##### EXERCISE TEXT #####
Greta wrote: ↑Fri Apr 13, 2018 6:19 am
Serendipper wrote: ↑Fri Apr 13, 2018 3:55 amGreta wrote: ↑Fri Apr 13, 2018 12:55 amAgain, I don't think that sense of self is an absolute but a continuum; we experience those gradations as we grow just as other species have a stronger or weaker sense of self (while species like dogs routinely pass an olfactory version of the mirror test - they failed the visual test because they are smell-oriented).
If it's a continuum, then there was never a point when sense of self didn't exist, right? Alan Watts said he was the evil gleam in his father's eyes. He would say "When were you born? Let's go back. When was it? Parturition? Conception?" There are no separate events. He said "You are the big bang still coming on at me."
I don't think the continuum entirely consists of consciousness but reactivity, of which conscious responsiveness is only a small part when one considers the huge range of possible reactions between entities. So, before a conscious self came reflex actions. In a sense, consciousness is constructed of reflexes, that are turned on and off like switches. Hence all the computer / brain analogies.
How do you know it's not the other way around: that conscious action became reflex? Which came first: the chicken or the egg? Eggs come from chickens, but chickens evolved from other animals, so the chicken came first.
Bruce Lee said we train to forget. In other words, we train so much that it becomes reflex, mindless. In a fight, if you have to stop to think, you've already lost. Likewise when learning new words, I have to practice for a bit in meatspace until the word becomes part of me and then I won't have to stop to think which word to use.
I think we may have the problem upside down; it's not that determined stuff came first then engendered consciousness, but the determined stuff was determined by the consciousness that cannot be manufactured by unconscious stuff.
##### DATA FOR ANALYSIS #####
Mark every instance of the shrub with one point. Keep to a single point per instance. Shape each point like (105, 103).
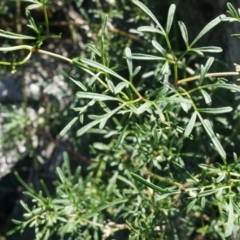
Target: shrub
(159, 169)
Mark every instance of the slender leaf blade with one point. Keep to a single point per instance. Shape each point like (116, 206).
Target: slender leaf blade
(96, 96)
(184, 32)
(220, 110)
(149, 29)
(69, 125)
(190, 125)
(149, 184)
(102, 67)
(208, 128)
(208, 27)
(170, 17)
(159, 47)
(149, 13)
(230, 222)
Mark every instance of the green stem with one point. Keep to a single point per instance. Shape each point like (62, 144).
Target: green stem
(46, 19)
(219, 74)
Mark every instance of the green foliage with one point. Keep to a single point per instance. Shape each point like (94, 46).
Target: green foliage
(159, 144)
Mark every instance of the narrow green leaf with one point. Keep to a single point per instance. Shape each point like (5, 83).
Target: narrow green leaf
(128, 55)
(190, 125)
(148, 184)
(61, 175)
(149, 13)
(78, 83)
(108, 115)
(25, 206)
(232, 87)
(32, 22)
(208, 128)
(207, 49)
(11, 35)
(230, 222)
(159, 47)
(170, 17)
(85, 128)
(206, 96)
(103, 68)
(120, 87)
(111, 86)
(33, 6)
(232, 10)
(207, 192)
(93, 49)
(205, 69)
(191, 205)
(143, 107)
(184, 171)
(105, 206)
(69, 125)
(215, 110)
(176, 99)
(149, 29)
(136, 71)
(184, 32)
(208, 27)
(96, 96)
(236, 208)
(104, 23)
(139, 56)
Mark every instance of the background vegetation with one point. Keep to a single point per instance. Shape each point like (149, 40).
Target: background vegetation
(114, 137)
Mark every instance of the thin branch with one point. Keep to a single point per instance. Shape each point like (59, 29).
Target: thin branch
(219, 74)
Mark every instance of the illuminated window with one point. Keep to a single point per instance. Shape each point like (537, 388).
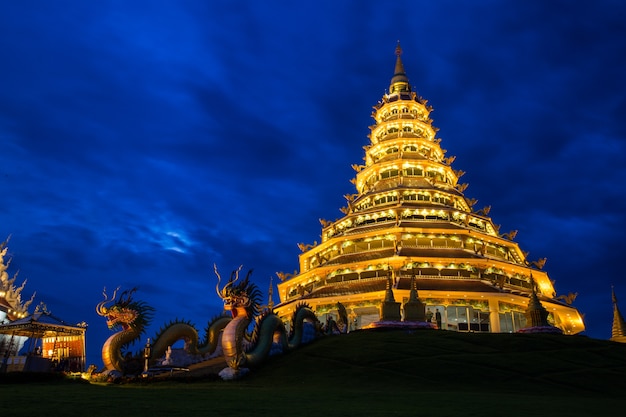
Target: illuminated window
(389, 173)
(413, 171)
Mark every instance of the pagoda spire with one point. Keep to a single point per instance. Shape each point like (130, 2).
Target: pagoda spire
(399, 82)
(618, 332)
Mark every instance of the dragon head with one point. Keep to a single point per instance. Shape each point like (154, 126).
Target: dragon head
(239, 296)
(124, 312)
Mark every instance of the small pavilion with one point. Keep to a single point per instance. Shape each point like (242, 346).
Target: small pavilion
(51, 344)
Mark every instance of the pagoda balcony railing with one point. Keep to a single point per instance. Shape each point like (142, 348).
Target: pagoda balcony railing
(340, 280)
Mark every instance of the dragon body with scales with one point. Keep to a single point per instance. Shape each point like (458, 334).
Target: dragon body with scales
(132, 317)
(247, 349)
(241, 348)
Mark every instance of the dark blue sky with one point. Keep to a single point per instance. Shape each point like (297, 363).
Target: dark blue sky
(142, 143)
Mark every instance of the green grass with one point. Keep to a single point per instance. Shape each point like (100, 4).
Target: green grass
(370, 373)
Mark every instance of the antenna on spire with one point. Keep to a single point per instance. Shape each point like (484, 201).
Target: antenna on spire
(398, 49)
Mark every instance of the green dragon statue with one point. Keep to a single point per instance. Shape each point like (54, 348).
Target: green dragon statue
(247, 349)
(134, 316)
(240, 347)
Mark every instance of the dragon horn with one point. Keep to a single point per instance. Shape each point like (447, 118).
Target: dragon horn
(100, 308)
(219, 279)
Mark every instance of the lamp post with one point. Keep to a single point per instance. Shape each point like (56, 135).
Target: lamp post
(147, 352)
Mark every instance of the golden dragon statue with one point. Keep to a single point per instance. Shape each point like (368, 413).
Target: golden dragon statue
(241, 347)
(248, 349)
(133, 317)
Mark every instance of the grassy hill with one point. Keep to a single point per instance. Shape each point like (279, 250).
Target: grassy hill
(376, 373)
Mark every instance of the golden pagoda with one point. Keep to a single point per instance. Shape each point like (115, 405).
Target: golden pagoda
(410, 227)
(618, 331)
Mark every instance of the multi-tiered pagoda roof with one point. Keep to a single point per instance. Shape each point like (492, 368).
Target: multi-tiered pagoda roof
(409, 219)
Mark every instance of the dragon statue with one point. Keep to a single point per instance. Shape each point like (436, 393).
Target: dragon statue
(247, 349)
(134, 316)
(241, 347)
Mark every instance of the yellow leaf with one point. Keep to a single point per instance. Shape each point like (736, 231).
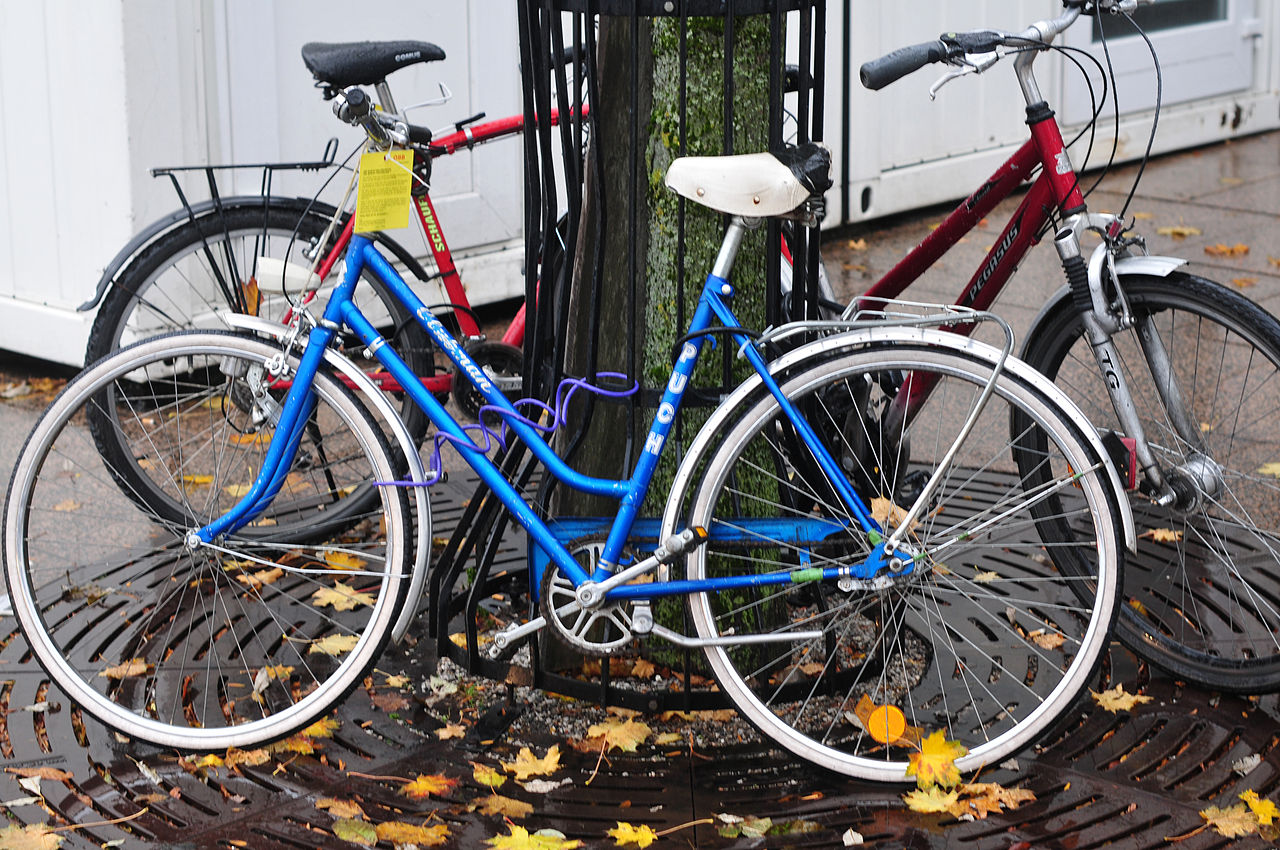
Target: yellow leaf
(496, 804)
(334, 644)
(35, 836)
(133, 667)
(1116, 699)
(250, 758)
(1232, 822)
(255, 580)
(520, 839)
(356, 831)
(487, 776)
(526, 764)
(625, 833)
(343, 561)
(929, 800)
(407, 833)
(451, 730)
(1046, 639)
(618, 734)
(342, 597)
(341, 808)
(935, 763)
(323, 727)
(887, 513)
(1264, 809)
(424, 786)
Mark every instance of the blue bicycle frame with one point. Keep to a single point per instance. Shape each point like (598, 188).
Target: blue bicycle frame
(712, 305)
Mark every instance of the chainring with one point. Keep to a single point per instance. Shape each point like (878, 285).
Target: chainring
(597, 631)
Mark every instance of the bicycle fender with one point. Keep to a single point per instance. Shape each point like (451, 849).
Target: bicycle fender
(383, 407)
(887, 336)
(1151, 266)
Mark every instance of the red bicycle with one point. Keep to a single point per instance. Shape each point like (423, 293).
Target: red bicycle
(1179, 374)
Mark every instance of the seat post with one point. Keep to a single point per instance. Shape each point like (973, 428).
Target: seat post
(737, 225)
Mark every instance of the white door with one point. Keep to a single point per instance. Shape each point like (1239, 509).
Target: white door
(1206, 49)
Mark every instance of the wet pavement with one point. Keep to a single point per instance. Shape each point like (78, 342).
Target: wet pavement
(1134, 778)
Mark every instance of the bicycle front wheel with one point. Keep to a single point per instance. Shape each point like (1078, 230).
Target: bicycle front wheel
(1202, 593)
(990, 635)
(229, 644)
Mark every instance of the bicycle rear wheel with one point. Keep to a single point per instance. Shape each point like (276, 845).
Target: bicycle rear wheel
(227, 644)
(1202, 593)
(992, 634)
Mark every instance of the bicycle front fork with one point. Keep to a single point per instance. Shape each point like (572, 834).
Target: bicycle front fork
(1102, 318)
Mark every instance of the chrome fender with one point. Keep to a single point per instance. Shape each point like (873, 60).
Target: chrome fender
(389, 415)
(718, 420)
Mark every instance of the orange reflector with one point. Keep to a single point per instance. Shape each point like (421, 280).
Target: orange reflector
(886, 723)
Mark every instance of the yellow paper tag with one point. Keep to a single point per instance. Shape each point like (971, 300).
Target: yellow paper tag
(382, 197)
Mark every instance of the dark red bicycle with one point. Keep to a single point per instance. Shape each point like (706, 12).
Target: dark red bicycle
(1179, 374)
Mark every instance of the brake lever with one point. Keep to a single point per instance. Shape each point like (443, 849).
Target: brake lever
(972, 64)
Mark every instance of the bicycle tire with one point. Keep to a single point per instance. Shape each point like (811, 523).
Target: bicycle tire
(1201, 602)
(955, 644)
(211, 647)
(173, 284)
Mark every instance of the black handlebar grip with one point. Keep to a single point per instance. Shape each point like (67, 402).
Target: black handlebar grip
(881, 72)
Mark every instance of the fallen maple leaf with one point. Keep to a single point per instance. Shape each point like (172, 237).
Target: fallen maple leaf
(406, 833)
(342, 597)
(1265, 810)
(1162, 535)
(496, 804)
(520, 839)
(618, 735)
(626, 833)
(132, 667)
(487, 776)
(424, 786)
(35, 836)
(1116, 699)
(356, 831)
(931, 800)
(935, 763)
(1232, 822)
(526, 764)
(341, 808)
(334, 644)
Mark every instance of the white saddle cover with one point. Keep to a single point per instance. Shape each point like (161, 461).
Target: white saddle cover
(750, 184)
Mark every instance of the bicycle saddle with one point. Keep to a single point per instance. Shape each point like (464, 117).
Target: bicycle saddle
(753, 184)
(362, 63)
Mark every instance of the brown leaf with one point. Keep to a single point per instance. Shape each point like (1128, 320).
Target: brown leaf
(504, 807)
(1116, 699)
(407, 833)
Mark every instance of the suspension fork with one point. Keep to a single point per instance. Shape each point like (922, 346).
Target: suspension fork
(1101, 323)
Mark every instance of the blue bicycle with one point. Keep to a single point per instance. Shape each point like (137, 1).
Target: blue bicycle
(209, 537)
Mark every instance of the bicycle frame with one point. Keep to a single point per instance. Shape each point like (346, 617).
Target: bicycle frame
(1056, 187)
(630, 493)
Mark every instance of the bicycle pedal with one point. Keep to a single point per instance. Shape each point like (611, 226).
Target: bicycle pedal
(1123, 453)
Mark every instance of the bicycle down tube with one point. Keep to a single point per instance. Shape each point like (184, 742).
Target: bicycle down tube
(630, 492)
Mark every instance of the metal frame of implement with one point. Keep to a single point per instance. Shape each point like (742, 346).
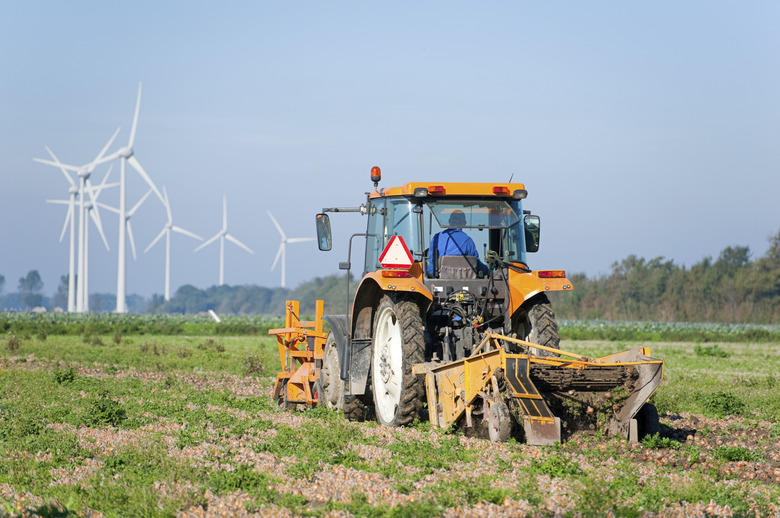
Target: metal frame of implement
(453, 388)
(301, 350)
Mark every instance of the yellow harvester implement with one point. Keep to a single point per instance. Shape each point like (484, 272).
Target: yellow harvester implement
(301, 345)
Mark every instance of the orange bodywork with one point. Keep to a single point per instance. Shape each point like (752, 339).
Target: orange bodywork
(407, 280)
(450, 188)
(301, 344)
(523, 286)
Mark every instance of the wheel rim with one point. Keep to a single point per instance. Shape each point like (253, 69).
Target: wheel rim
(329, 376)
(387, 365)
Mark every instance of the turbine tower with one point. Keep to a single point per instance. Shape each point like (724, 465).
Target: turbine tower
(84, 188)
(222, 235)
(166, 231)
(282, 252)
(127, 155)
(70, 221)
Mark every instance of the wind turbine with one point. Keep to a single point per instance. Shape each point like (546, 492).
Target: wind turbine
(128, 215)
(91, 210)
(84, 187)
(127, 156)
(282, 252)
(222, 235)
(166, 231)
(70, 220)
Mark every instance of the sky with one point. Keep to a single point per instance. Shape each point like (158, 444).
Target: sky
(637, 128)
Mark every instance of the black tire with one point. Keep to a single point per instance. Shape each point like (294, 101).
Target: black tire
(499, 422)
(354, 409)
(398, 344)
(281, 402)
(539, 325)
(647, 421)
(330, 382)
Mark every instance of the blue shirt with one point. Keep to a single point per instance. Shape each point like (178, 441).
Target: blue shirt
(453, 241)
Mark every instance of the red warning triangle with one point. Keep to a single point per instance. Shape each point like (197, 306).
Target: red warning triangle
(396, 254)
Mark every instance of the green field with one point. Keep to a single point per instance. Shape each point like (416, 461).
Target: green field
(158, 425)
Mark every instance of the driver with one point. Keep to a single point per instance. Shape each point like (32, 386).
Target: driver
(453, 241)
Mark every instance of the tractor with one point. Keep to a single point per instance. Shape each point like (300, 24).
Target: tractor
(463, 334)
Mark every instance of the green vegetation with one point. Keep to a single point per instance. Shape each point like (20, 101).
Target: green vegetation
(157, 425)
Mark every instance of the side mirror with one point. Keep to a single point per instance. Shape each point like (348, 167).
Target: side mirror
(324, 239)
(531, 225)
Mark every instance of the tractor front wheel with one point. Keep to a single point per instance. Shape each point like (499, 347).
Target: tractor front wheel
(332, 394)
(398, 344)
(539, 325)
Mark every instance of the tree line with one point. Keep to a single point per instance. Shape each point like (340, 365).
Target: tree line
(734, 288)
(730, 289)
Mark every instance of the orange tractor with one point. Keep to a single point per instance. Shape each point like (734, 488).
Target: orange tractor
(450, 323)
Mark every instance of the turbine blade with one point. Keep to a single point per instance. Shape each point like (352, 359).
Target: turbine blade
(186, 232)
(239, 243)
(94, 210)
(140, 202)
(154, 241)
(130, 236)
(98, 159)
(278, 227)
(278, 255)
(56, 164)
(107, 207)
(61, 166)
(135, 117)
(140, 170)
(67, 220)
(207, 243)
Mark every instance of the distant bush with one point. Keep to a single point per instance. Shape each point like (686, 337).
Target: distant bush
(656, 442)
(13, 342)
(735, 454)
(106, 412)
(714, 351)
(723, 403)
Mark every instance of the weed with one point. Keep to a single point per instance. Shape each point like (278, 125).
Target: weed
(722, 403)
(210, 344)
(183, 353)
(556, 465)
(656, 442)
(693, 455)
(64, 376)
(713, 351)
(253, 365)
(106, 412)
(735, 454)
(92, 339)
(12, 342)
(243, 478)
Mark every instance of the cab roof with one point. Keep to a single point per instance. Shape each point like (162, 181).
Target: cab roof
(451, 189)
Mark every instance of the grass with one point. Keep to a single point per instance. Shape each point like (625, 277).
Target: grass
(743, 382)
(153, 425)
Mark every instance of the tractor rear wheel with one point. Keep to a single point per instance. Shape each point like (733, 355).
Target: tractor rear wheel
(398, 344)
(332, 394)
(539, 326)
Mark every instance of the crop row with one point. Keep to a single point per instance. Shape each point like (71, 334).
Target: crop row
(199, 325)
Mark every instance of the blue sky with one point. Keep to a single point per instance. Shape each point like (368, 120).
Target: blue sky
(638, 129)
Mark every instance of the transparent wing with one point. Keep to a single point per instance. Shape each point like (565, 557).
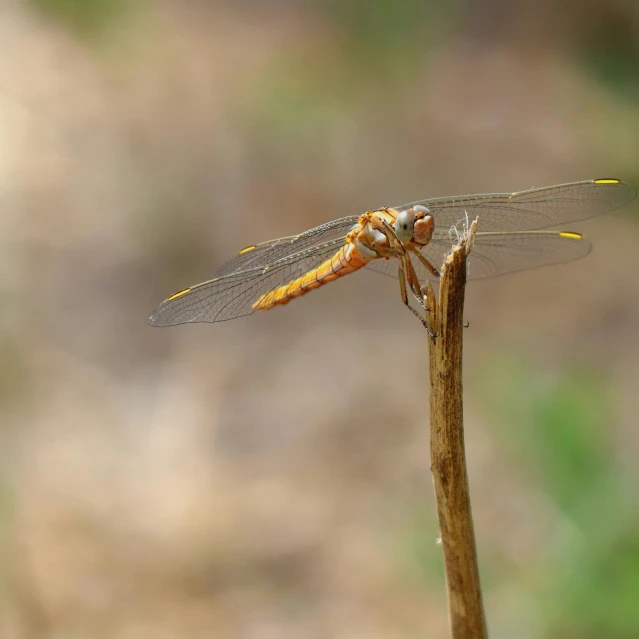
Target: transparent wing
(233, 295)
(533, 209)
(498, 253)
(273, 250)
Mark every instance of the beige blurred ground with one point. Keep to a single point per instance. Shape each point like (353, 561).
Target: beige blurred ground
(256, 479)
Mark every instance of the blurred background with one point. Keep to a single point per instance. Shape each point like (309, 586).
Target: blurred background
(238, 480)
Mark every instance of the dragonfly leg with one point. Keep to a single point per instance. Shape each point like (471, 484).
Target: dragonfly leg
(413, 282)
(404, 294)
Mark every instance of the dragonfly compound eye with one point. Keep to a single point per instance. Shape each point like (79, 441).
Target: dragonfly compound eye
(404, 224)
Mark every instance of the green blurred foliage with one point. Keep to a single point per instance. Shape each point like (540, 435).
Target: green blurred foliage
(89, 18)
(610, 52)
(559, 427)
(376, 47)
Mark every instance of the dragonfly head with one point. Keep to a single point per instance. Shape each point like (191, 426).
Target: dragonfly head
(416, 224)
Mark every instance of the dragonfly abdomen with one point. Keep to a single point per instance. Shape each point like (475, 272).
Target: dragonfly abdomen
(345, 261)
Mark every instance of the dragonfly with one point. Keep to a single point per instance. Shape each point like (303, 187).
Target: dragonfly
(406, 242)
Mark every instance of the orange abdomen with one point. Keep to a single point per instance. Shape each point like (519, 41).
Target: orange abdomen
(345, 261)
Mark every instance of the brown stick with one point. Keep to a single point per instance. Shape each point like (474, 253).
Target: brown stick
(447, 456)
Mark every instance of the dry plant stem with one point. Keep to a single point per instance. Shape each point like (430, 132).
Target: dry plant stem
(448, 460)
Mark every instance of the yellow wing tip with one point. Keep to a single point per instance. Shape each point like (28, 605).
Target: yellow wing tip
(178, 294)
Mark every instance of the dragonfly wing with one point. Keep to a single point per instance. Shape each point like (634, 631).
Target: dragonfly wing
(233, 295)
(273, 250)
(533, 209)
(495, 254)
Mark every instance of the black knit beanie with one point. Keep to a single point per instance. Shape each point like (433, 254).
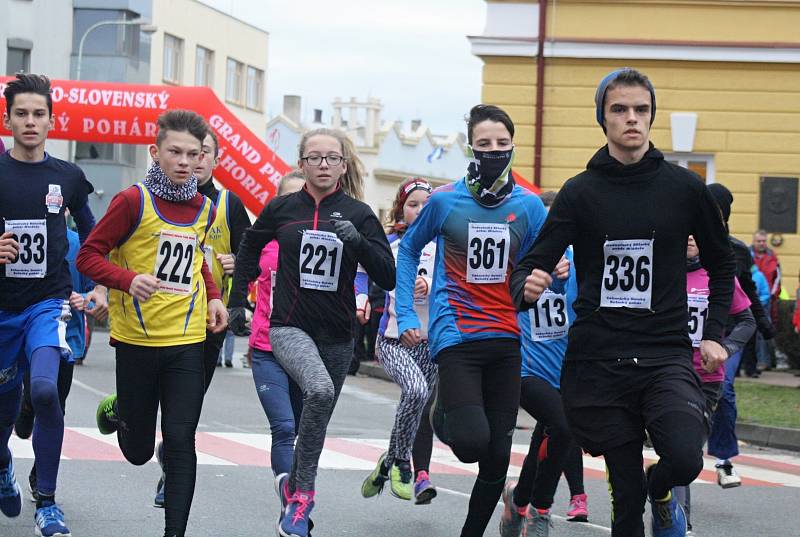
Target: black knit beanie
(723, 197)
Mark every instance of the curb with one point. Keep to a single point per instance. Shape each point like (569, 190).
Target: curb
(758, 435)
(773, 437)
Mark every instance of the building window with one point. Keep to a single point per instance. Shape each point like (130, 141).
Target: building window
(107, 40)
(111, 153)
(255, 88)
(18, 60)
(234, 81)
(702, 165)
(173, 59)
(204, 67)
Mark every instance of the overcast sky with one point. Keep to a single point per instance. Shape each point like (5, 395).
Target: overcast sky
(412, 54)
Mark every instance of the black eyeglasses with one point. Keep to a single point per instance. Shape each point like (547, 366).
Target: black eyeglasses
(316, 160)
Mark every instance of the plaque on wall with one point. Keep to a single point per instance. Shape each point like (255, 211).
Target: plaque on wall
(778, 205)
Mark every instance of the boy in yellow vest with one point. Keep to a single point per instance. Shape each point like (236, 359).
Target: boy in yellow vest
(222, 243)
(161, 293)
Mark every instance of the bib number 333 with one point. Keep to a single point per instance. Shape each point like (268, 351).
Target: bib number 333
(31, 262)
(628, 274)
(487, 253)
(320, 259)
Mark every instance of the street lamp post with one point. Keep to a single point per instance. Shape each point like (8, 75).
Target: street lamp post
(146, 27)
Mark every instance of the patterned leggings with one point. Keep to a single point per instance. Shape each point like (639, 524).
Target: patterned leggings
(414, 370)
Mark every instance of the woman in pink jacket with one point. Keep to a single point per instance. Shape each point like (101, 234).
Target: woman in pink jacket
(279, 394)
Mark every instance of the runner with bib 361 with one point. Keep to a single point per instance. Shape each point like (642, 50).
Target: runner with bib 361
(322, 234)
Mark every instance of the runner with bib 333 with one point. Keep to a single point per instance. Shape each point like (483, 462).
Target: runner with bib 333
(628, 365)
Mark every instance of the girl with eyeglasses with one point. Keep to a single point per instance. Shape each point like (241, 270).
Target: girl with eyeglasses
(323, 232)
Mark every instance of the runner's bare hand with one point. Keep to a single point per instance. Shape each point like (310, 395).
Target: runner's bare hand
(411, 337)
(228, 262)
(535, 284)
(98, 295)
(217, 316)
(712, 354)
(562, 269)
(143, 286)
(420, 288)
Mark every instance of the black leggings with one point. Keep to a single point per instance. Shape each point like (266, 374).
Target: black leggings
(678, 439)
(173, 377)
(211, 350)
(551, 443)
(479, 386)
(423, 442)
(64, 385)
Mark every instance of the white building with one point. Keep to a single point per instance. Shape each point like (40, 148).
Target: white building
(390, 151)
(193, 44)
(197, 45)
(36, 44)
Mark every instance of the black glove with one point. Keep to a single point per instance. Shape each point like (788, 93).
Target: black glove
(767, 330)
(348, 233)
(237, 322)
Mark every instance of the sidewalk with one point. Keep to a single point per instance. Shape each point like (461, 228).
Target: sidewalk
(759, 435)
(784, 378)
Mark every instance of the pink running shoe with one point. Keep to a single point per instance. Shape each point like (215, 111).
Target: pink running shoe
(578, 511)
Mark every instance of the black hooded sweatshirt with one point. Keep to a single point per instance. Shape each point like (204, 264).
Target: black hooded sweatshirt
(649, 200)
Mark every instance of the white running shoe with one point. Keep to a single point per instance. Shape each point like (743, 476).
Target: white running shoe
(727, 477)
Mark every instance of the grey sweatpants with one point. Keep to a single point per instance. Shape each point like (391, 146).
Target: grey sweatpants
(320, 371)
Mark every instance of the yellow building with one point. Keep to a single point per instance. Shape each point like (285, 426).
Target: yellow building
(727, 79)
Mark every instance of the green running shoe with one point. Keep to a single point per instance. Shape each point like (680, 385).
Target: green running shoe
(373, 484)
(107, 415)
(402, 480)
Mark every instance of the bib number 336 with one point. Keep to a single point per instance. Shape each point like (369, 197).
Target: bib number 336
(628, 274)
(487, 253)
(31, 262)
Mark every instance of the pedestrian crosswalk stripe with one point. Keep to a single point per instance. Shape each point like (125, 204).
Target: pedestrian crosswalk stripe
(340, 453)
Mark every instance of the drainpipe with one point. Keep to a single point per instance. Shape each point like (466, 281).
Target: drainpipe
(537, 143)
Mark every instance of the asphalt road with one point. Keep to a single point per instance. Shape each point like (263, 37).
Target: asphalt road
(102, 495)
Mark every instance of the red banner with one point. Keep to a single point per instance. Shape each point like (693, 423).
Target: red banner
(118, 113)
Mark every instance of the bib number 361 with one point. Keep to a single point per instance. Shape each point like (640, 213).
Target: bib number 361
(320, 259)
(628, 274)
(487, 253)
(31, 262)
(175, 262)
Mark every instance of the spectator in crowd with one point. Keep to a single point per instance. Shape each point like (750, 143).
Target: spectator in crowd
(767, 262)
#####
▶ **EXERCISE REQUIREMENTS**: Pick up the forum exchange on consciousness and the sense of self after its last sentence, and continue it in the same voice.

▶ **OUTPUT FOR THIS EXERCISE**:
There must logically be a "shoreline" between reflexes and the development of a sense of self, both in the flow of evolution and in our personal growth as infants.
Yes a shoreline, but is a beach is continuous with the ocean? If not, then certainly a shared border because an ocean couldn't exist with a beach and a beach couldn't exist without an ocean.
Serendipper wrote:The human advantage is to not only be able to control our responses, but to be able to control our controls - to deliberately shape and improve our responses rather than relying on genetics, health and luck. That is self awareness - the control of the controls. If AI start learns to control the controls of the controls then that will be literally mind-bending!
That's interesting. I used to define terms as follows:
Perception - the interception of information
Awareness - the perception of perception (interception of the information that information had been intercepted)
Consciousness - the perception of awareness (interception of the information that interception of the information that information had been intercepted)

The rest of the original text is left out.